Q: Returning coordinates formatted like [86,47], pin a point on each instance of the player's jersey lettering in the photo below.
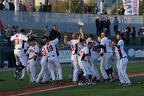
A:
[16,41]
[50,48]
[44,52]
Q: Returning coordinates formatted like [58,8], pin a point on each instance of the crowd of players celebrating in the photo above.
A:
[30,56]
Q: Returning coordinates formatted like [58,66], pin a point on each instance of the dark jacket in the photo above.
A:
[49,7]
[54,34]
[97,22]
[1,6]
[133,34]
[12,7]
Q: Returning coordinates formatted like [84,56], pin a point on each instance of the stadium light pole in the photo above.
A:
[16,2]
[117,6]
[69,6]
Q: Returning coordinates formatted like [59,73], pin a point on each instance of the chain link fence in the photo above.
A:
[64,21]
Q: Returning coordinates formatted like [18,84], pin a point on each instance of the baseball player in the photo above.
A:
[44,65]
[123,61]
[116,58]
[84,61]
[19,51]
[26,46]
[32,56]
[53,62]
[106,53]
[74,51]
[94,56]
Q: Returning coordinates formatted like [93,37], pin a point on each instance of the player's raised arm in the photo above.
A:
[81,34]
[65,38]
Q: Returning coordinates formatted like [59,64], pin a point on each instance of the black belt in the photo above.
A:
[125,57]
[19,48]
[51,56]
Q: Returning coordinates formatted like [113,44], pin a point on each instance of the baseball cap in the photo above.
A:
[91,35]
[45,37]
[81,40]
[31,39]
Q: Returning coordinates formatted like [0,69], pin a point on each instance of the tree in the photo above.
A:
[141,9]
[60,6]
[77,6]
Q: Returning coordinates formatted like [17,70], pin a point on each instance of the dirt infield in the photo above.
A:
[24,92]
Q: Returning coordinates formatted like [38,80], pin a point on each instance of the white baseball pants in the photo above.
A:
[53,64]
[104,65]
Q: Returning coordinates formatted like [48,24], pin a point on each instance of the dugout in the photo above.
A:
[6,53]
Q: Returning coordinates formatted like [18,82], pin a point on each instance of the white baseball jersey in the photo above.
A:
[121,44]
[83,51]
[116,53]
[107,43]
[18,40]
[51,47]
[74,46]
[94,49]
[80,47]
[43,51]
[32,51]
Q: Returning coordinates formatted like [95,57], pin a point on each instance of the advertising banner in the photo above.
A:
[131,7]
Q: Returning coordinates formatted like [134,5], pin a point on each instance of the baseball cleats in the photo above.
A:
[61,82]
[53,82]
[127,84]
[75,83]
[16,74]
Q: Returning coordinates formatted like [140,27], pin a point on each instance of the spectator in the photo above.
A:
[97,23]
[115,24]
[24,6]
[107,26]
[12,6]
[54,33]
[44,7]
[32,8]
[128,31]
[49,7]
[127,35]
[16,30]
[21,8]
[122,33]
[41,7]
[141,34]
[105,12]
[86,9]
[101,25]
[6,5]
[9,33]
[1,6]
[133,34]
[89,10]
[1,26]
[97,10]
[46,31]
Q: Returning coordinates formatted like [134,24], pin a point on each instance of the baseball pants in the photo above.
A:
[83,67]
[122,71]
[76,67]
[20,57]
[93,60]
[31,70]
[53,64]
[104,65]
[43,68]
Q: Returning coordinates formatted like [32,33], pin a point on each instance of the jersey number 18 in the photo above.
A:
[50,48]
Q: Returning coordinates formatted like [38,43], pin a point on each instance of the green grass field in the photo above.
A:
[100,89]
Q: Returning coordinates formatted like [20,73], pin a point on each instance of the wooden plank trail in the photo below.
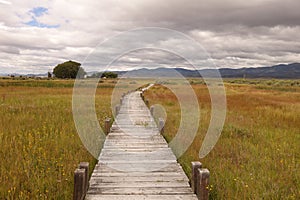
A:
[136,162]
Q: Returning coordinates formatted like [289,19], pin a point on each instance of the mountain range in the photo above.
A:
[282,71]
[289,71]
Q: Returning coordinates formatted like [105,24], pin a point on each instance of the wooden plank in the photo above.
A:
[142,197]
[136,161]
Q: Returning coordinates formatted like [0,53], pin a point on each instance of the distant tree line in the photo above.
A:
[104,75]
[69,70]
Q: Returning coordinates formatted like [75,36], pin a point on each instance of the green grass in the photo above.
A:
[40,148]
[257,155]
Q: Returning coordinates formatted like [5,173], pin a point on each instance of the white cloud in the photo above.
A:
[236,33]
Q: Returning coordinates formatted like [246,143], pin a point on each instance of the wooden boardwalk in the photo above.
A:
[136,162]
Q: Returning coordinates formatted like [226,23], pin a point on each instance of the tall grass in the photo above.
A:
[257,155]
[40,148]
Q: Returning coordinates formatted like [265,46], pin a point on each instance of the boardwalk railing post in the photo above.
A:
[107,125]
[85,166]
[152,110]
[161,124]
[79,179]
[194,181]
[117,109]
[203,184]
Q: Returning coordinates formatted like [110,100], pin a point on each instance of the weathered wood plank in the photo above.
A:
[136,161]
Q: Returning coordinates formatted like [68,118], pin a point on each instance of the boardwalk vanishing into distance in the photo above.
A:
[136,162]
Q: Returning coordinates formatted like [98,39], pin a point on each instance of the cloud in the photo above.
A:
[36,36]
[5,2]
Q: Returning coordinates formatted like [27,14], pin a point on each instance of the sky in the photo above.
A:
[36,35]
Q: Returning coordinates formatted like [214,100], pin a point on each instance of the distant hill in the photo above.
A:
[290,71]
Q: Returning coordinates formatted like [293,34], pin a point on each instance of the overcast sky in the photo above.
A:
[36,35]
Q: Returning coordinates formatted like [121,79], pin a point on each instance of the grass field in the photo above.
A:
[257,155]
[40,148]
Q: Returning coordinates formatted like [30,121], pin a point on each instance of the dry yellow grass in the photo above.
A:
[257,155]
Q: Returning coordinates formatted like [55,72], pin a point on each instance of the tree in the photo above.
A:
[69,69]
[109,75]
[49,75]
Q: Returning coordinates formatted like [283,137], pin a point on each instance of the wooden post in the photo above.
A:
[107,125]
[194,182]
[85,166]
[117,109]
[152,110]
[203,184]
[161,125]
[79,179]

YOUR GOAL
Every entry above has to be repeated exactly, apart from its pictures.

EXERCISE OUTPUT
Q: Returning coordinates formatted like [86,47], pin a point on each instance of the player's jersey lettering in the photo below.
A:
[16,41]
[50,48]
[44,52]
Q: Returning coordinates formatted like [58,8], pin a point on each instance of the crowd of players celebrating in the photo above.
A:
[30,56]
Q: Returning coordinates formatted like [58,66], pin a point on each instance of the dark jacket in the photo above.
A:
[49,7]
[54,34]
[97,22]
[1,6]
[133,34]
[12,7]
Q: Returning coordinates formatted like [84,56], pin a point on each instance of the stadium light pole in the photo above.
A:
[16,2]
[117,6]
[69,6]
Q: Returning coordinates formatted like [59,73], pin a point on each instance of the chain link fence in the photo above.
A:
[64,21]
Q: Returning coordinates formatted like [18,84], pin a point on each instance of the baseball player in the photo above.
A:
[44,65]
[123,61]
[116,58]
[84,61]
[19,51]
[26,46]
[32,56]
[53,62]
[106,53]
[74,51]
[94,56]
Q: Returning coordinates formatted like [93,37], pin a point on each instance of the player's raised arm in the photo above.
A:
[81,34]
[65,38]
Q: Returning coordinates formatted like [59,64], pin a point on each instance of the black belt in the photo above.
A:
[125,57]
[19,48]
[51,56]
Q: Returning coordinates formatted like [113,44], pin a point on each instance of the baseball cap in the photo above.
A:
[91,35]
[45,37]
[81,40]
[31,39]
Q: Returning coordinates formatted like [0,69], pin a point on each instance of the tree in the photo above.
A:
[141,9]
[60,6]
[77,6]
Q: Returning coordinates formatted like [17,70], pin a point on each instance of the dirt infield in the photo above.
A:
[24,92]
Q: Returning coordinates formatted like [38,80], pin a point on each instance of the white baseball pants in the photo above.
A:
[53,64]
[104,65]
Q: Returning coordinates formatted like [48,24], pin a point on each instance of the dugout in the photo above.
A:
[6,53]
Q: Returning coordinates formatted like [18,82], pin a point on each instance of the white baseball jersey in the photo above.
A:
[121,44]
[83,51]
[116,53]
[107,43]
[18,40]
[51,47]
[74,46]
[94,49]
[80,47]
[43,51]
[32,51]
Q: Returning coordinates formatted like [95,57], pin a point on each instance of the advertising banner in the photo above.
A:
[131,7]
Q: Returning coordinates formatted like [134,5], pin a point on each instance of the baseball cleats in the photo above.
A:
[61,82]
[53,82]
[127,84]
[75,83]
[16,74]
Q: Returning coordinates formatted like [140,27], pin a point on each instance of the spectator in the photo above.
A:
[97,23]
[115,24]
[24,6]
[107,26]
[12,6]
[54,33]
[44,7]
[32,8]
[128,31]
[49,7]
[127,35]
[16,30]
[21,8]
[122,33]
[41,7]
[141,34]
[105,12]
[86,9]
[101,25]
[6,5]
[9,33]
[1,6]
[133,34]
[89,10]
[1,26]
[97,10]
[46,31]
Q: Returning coordinates formatted like [134,24], pin a point on each instance of the baseball pants in the photo above.
A:
[83,67]
[122,71]
[76,67]
[20,57]
[93,60]
[31,70]
[53,64]
[104,65]
[43,68]
Q: Returning coordinates formatted like [32,33], pin a point on each instance of the jersey number 18 in the photo above.
A:
[50,48]
Q: Returning coordinates formatted like [38,43], pin a point on each instance of the green grass field in the photo above.
A:
[100,89]
Q: Returning coordinates formatted like [20,73], pin a point on each instance of the wooden plank trail in the photo below.
A:
[136,162]
Q: Returning coordinates formatted like [289,19], pin a point on each instance of the mountain range in the photo above.
A:
[282,71]
[289,71]
Q: Returning coordinates formatted like [105,24], pin a point on each instance of the wooden plank in the photo above.
A:
[142,197]
[136,161]
Q: Returning coordinates formatted like [0,53], pin a point on each instance of the distant tree line in the photo above.
A:
[104,75]
[69,70]
Q: Returning coordinates formatted like [75,36], pin a point on each instance of the green grass in the photo above.
A:
[40,148]
[257,155]
Q: Returning coordinates formatted like [5,173], pin a point on each instance of the white cloud in the photo above.
A:
[236,33]
Q: Returning coordinates formatted like [246,143], pin a point on each instance of the wooden boardwalk in the photo above.
A:
[136,162]
Q: Returning coordinates formatted like [226,23], pin a point on each instance of the tall grass in the photo above.
A:
[257,155]
[40,148]
Q: Returning coordinates formatted like [265,46], pin a point on each instance of the boardwalk railing post in the photo above.
A:
[107,125]
[85,166]
[152,110]
[161,124]
[79,179]
[194,181]
[117,109]
[203,184]
Q: Returning coordinates formatted like [110,100], pin a point on each instance of the weathered wood plank in the photo above.
A:
[136,161]
Q: Returning coordinates formatted like [68,118], pin a point on each instance of the boardwalk vanishing into distance in the photo above.
A:
[136,162]
Q: Returning coordinates formatted like [98,39], pin a point on each instance of the cloud in the photo above.
A:
[36,36]
[5,2]
Q: Returning coordinates formatted like [27,14], pin a point on each instance of the sky in the photo above.
A:
[36,35]
Q: Returning coordinates formatted like [214,100], pin a point on each instance of the distant hill in the photo above.
A:
[290,71]
Q: Returning coordinates formatted like [293,34], pin a point on each instance of the overcast sky in the photo above.
A:
[36,35]
Q: Returning coordinates formatted like [121,79], pin a point on each instance of the grass field in the photo above.
A:
[257,155]
[40,148]
Q: Returning coordinates formatted like [30,121], pin a point on each instance of the dry yellow grass in the photo above.
A:
[257,155]
Q: Returning coordinates formatted like [55,72], pin a point on each instance of the tree in the photo above.
A:
[69,69]
[109,75]
[49,75]
Q: Returning coordinates formatted like [283,137], pin a point on each instance of the wooden post in the photo above.
A:
[107,125]
[194,182]
[85,166]
[117,109]
[152,110]
[203,184]
[161,125]
[79,179]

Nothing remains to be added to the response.